= WRITTEN TASK =
Give the lines again from the one containing "green grassy field." through the end of the rows, replacing "grassy" with "lush" and keeping everything else the same.

***** DATA TO PROCESS

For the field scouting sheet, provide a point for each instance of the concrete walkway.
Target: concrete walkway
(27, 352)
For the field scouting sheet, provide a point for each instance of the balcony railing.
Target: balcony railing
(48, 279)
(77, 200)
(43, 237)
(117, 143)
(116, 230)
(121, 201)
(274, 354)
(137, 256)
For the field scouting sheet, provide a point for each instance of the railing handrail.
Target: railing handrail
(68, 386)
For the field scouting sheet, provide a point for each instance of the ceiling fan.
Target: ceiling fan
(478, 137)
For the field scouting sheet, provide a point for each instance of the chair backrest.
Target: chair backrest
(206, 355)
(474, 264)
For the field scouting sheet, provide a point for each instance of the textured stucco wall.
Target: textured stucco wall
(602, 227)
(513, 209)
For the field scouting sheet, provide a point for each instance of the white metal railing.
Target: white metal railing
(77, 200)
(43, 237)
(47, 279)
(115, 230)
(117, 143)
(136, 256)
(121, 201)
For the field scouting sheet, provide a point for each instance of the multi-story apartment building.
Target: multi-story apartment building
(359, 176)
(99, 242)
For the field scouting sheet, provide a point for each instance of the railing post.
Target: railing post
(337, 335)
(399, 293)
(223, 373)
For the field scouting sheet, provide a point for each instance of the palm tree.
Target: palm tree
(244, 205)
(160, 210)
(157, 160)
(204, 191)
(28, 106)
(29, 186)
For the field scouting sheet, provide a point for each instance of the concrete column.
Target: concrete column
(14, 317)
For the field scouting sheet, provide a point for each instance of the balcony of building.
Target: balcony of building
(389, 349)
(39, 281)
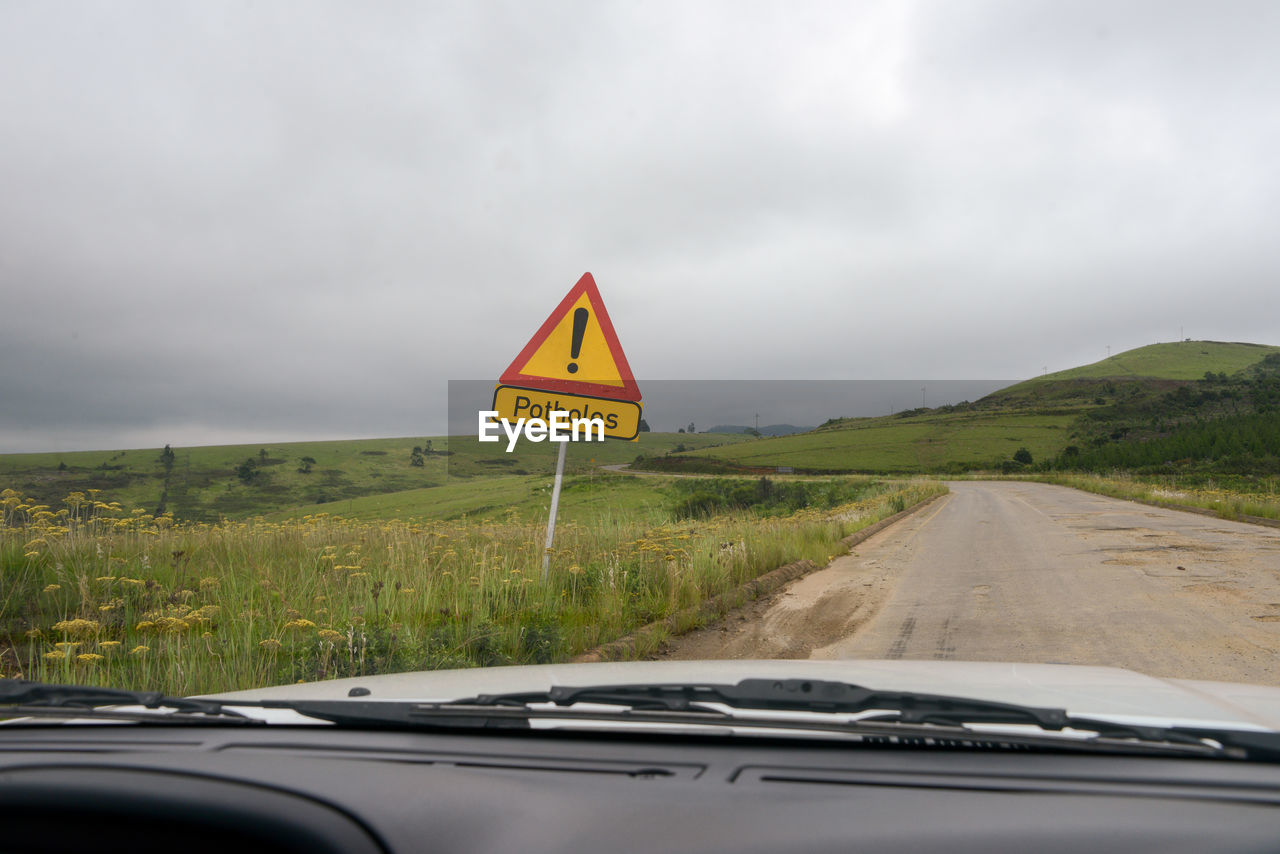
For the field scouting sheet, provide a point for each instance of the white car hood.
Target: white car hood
(1110, 693)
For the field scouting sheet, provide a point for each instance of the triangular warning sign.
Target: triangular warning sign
(575, 351)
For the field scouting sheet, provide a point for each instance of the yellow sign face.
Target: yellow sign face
(575, 351)
(593, 362)
(621, 419)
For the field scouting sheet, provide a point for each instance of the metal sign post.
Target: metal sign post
(574, 365)
(551, 520)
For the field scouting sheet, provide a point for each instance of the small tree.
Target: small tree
(167, 459)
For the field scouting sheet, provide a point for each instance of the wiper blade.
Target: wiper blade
(790, 695)
(910, 708)
(44, 699)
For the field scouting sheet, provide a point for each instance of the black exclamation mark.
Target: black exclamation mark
(580, 316)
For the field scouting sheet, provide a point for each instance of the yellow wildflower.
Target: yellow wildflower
(77, 628)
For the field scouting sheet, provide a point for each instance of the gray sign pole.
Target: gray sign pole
(551, 520)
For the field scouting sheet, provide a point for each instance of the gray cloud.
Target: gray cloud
(297, 220)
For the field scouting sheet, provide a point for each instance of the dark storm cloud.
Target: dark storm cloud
(297, 220)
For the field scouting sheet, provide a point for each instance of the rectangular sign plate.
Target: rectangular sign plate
(621, 418)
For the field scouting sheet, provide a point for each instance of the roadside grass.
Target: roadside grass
(204, 484)
(912, 444)
(508, 497)
(95, 594)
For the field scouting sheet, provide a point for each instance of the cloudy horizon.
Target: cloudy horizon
(266, 222)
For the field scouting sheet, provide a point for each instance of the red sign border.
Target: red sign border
(629, 391)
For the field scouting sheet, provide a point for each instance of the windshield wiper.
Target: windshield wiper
(895, 717)
(914, 709)
(27, 698)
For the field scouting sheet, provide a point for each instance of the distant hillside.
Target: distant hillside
(1184, 360)
(1132, 393)
(773, 429)
(213, 482)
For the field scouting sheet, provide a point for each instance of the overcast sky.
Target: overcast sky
(251, 222)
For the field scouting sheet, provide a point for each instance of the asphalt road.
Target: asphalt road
(1032, 572)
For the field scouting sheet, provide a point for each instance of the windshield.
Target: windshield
(344, 342)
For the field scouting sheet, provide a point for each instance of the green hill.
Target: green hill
(1082, 406)
(208, 483)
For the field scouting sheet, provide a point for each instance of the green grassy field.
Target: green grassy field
(928, 442)
(585, 497)
(1176, 360)
(1041, 415)
(101, 596)
(202, 483)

**********

= PROBLEM SOLUTION =
For the field scouting sheet, provide a point for each instance of the green lush field.
Target: green lush field
(928, 442)
(585, 497)
(1176, 360)
(1041, 415)
(101, 596)
(202, 483)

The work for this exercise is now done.